= Directions =
• 1. According to the article on power line delays, which transmission projects does the Nepal Electricity Authority consider imperative for expanding and improving the grid? List every one.
• 2. Return the passage of the article on power line delays that starts at "Apart from transmission" and ends at "major load centres.".

= Given text =

Money
Land compensation and right-of-way issues delay power line projects
Experts say there has to be coherence between the social, technical, financial and political factors surrounding transmission line projects.Prahlad Rijal
The state-owned power utility received a construction licence to build the 132 kV Middle Marshyangdi transmission line in 2002, but it could bring the power infrastructure into operation only in 2019.
After 12 years of struggle, the Kabeli corridor transmission project, touted as the backbone of eastern Nepal's power grid, finally assumed full shape in August.
The under-construction 132 kV Thankot-Chapagaun-Bhaktapur transmission line, intended to strengthen the Kathmandu Valley's power supply system by eliminating voltage fluctuations and ensuring proper load management, has been a work in progress since 2004.
The Middle Marshyangdi, Kabeli and Thankot-Chapagaun-Bhaktapur transmission lines are only three projects in the long list of transmission projects held up by disagreements over land compensation and right-of-way, among others.
And while these projects suffer from what has been often termed ‘obstruction’ from locals, Nepal is losing 4.35 percent of the available energy annually for lack of high-capacity transmission infrastructure.
Apart from transmission loss, delays in building the infrastructure has also led to cost overruns to the tune of millions of rupees.
According to the Nepal Electricity Authority, construction of transmission projects such as the Kali Gandaki, Marshyangdi corridor, Kohalpur-Mahendranagar and Hetauda-Inaruwa schemes is imperative to expand and improve the grid for efficient evacuation of electricity from hydropower plants to the national power system and to ensure increased power supply and reduction of such losses.
These transmission lines are of strategic importance as they help in evacuating energy generated by key hydropower projects to major load centres.
However, the construction of such lines has been halted in many areas across seven provinces with the power utility complaining time and again that land acquisition and right-of-way clearance is taking more time than expected, which has made it difficult to execute such crucial projects on schedule.
Right-of-way refers to the strip of land over which a transmission line passes. Project developers have to pay 10 percent of the market value of the land to acquire right-of-way clearance, and 100 percent of the market value to acquire the land where pylons have to be set up.
As per the current setup, the power utility and other developers have to secure right of way over land 9 metres in width on either side from the power cables in case of 132 kV lines, 15 metres on either side in case of 220 kV lines and 23 metres for building 400 kV lines.
Landowners often complain that once a power line is built, no other infrastructure can be built on the land, trees cannot be planted on the particular strip, and banks do not accept such land as collateral.
For this reason, a majority of owners of land above which electricity cables will pass have demanded that the compensation amount be raised to 50-90 percent of the land value. And some have even demanded the complete transfer of land ownership and compensation of 100 percent of the land value.
Government officials admit that right-of-way issues have arisen out of lack of clear policies on compensation and modality for building power lines without displacing people, degrading private land values or disrupting the social fabric.
“Although it is near impossible to pay 100 percent of the land value to acquire easement rights, in some areas, the concern of communities is genuine and needs to be addressed through clear provisions on compensation,” said Kulman Ghising, managing director of the Nepal Electricity Authority.
“The power utility has been paying up to 25 percent to secure easement rights in highly affected settlements, but the presence of interest groups who deliberately pose obstructions has also hindered grid expansion plans in such areas,” said Ghising.

(Excerpts of bounding box data)
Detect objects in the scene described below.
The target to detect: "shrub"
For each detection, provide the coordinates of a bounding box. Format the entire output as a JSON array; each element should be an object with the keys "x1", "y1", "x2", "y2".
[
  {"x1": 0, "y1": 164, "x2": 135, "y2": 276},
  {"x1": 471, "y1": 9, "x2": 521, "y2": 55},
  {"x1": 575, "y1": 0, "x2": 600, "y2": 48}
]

= Solutions =
• 1.
- Kali Gandaki
- Marshyangdi corridor
- Kohalpur-Mahendranagar
- Hetauda-Inaruwa

• 2.
Apart from transmission loss, delays in building the infrastructure has also led to cost overruns to the tune of millions of rupees.
According to the Nepal Electricity Authority, construction of transmission projects such as the Kali Gandaki, Marshyangdi corridor, Kohalpur-Mahendranagar and Hetauda-Inaruwa schemes is imperative to expand and improve the grid for efficient evacuation of electricity from hydropower plants to the national power system and to ensure increased power supply and reduction of such losses.
These transmission lines are of strategic importance as they help in evacuating energy generated by key hydropower projects to major load centres.